◆ **Problem to solve**
In the items below, how many lines contain the string "query"? Reply with the number alone.

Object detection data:

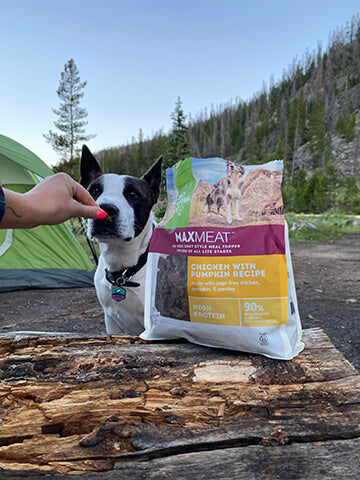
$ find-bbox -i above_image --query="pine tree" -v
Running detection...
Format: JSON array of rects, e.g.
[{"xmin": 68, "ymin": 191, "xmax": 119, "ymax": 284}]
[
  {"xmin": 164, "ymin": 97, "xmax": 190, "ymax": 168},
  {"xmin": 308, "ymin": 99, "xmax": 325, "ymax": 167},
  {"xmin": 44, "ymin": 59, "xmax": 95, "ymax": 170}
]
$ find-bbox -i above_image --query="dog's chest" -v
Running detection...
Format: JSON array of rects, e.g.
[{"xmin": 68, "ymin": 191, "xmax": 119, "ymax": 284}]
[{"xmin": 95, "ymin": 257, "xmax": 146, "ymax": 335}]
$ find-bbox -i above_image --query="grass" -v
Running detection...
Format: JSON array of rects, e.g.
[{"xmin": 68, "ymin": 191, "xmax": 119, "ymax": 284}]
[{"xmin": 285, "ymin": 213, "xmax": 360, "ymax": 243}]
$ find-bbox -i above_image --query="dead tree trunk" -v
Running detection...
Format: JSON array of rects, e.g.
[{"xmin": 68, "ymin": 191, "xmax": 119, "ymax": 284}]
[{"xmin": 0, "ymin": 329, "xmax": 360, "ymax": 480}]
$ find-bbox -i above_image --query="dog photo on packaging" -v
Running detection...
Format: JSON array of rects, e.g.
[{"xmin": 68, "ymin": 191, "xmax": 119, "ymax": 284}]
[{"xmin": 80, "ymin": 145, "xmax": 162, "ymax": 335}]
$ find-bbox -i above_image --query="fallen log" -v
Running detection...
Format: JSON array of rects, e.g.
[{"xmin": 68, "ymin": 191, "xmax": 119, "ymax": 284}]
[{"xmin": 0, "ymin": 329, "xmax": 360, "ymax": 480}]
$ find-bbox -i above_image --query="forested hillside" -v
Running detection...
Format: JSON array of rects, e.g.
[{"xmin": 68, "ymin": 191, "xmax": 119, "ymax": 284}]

◆ **Solution for this exercise**
7